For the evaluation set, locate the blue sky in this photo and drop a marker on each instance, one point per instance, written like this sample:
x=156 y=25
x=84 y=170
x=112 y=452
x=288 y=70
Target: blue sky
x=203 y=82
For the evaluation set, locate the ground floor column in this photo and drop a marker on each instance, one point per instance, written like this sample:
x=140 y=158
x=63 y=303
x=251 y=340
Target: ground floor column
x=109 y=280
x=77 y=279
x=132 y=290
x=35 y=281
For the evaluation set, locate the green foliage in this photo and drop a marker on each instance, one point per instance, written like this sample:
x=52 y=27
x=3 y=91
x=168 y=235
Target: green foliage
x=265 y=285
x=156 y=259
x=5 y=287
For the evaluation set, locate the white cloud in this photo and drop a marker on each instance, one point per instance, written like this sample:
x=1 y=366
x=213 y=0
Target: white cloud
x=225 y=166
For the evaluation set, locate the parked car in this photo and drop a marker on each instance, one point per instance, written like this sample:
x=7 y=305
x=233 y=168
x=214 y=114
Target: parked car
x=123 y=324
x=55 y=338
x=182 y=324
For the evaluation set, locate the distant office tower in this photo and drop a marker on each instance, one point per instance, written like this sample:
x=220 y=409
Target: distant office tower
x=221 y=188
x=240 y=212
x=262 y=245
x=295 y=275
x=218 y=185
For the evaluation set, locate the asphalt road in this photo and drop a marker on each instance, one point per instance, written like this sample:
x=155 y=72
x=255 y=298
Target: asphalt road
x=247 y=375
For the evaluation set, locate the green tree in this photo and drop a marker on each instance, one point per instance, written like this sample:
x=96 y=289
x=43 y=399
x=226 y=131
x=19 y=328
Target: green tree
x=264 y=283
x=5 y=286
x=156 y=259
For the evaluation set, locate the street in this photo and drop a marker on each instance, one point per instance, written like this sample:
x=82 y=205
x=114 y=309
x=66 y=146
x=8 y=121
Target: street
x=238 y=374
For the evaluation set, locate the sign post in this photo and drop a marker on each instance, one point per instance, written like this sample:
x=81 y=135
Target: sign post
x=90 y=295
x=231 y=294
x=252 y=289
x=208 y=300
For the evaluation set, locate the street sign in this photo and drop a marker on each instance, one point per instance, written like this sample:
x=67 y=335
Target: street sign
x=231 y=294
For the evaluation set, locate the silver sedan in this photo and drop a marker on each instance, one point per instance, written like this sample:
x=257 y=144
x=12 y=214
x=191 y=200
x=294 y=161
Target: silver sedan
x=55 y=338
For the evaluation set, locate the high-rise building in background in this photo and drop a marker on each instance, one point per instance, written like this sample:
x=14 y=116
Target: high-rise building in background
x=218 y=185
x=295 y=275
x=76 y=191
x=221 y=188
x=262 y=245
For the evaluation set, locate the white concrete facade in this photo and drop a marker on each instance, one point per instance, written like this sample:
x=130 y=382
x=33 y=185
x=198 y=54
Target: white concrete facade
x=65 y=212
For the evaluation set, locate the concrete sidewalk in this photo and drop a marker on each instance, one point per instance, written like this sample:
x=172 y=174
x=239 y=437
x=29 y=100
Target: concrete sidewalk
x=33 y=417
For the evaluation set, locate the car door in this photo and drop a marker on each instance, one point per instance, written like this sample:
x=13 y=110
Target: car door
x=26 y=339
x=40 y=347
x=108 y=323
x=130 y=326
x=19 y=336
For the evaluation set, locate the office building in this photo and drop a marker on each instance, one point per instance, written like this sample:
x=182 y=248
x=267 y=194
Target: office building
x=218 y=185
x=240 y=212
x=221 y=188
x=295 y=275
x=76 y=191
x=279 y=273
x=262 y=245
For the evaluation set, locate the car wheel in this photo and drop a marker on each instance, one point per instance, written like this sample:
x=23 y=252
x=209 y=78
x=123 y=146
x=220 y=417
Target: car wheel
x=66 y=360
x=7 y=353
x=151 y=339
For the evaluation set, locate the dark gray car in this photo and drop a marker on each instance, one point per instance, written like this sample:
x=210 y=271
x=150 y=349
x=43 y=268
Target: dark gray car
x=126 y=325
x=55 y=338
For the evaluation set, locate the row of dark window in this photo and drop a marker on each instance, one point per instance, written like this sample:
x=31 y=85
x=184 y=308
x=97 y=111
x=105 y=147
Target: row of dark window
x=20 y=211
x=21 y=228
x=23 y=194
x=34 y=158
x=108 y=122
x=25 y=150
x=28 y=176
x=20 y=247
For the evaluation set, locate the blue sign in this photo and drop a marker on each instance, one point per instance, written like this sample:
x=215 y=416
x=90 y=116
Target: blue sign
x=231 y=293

• _Your goal_
Please rewrite the records as a Markdown table with the columns Number and Line, starting with the line that contains "For the evaluation set, locate the car door" and going on through the end of the records. Give each line its own row and leave out blank lines.

• _Answer in full_
| Number | Line |
|---|---|
| 1 | For the evaluation set, locate the car door in this photo and drop a marker on each instance, one point per instance, written like this sample: |
| 2 | x=13 y=110 |
| 3 | Target: car door |
| 4 | x=26 y=339 |
| 5 | x=40 y=347 |
| 6 | x=108 y=323 |
| 7 | x=130 y=326 |
| 8 | x=19 y=336 |
| 9 | For the evaluation set, locate the office building in this photo and drop a marker on each instance, one point per instance, written like this sample: |
| 10 | x=182 y=248 |
| 11 | x=267 y=194 |
| 12 | Target: office building |
| 13 | x=218 y=185 |
| 14 | x=240 y=212 |
| 15 | x=221 y=188 |
| 16 | x=295 y=275 |
| 17 | x=76 y=191 |
| 18 | x=279 y=273 |
| 19 | x=262 y=245 |
| 20 | For the evaluation set, locate the car wheel in this photo and drop a marker on each instance, one point per instance, written like this sample: |
| 21 | x=23 y=252 |
| 22 | x=209 y=78 |
| 23 | x=123 y=146 |
| 24 | x=220 y=417 |
| 25 | Target: car wheel |
| 26 | x=66 y=360 |
| 27 | x=7 y=353 |
| 28 | x=151 y=339 |
| 29 | For the evaluation set, locate the dark gray car in this photo and drop a marker on each instance, one point per instance, written like this sample: |
| 30 | x=210 y=271 |
| 31 | x=150 y=349 |
| 32 | x=43 y=268 |
| 33 | Target: dark gray car |
| 34 | x=126 y=325 |
| 35 | x=55 y=338 |
| 36 | For the evaluation set, locate the row of dark window in this photo and drop a marker on each instance, one point per instance, written like this sample: |
| 37 | x=31 y=85 |
| 38 | x=184 y=308 |
| 39 | x=97 y=111 |
| 40 | x=105 y=147 |
| 41 | Target: row of dark window |
| 42 | x=20 y=211 |
| 43 | x=21 y=228 |
| 44 | x=23 y=194 |
| 45 | x=34 y=158 |
| 46 | x=108 y=122 |
| 47 | x=25 y=150 |
| 48 | x=28 y=176 |
| 49 | x=20 y=247 |
| 50 | For the evaluation set, locate the blue sign in this photo and drop a marker on each instance, one point per instance, written like this sample: |
| 51 | x=215 y=416 |
| 52 | x=90 y=116 |
| 53 | Target: blue sign |
| 54 | x=231 y=293 |